• [SUPPLIED MATERIAL]

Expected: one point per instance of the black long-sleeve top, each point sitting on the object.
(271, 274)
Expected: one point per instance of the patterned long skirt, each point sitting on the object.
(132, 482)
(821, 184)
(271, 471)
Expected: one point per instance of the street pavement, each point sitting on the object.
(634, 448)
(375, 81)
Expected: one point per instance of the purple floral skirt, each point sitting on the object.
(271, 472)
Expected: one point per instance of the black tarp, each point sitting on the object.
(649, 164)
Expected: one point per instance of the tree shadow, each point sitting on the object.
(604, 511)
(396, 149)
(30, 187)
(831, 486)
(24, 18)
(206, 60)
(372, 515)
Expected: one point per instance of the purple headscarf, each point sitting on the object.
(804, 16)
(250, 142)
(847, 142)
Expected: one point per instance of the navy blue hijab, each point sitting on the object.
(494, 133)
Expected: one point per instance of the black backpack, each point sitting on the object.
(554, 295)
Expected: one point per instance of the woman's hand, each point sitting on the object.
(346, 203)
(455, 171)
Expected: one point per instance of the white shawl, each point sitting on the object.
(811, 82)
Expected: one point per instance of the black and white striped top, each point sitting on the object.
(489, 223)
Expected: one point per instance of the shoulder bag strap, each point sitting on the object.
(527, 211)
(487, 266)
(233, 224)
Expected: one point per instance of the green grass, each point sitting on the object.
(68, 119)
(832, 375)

• [GIVEN PROBLEM] Rewrite the part of the material that starts with the line containing "Expected: one point per instance of the black backpack, each" and runs to the end, changing "backpack" to "rucksack" and leaving everything else as it is.

• [ANSWER TO THIS PROBLEM]
Expected: one point per instance of the black rucksack, each point sitting on the object.
(554, 295)
Expected: one point per instance of the woman's hand, each point sitting on the object.
(346, 203)
(455, 171)
Expected: one point per instance of the white shawl, each point sitting on the object.
(811, 82)
Expected: one point per instance of the black and white striped top, each point sitting on the object.
(489, 223)
Expected: one point per instance of the shoulder bag strap, each point sitting on the object.
(527, 211)
(487, 266)
(233, 224)
Expected: one point per instance of the green grass, each point sitting on the object.
(68, 119)
(832, 375)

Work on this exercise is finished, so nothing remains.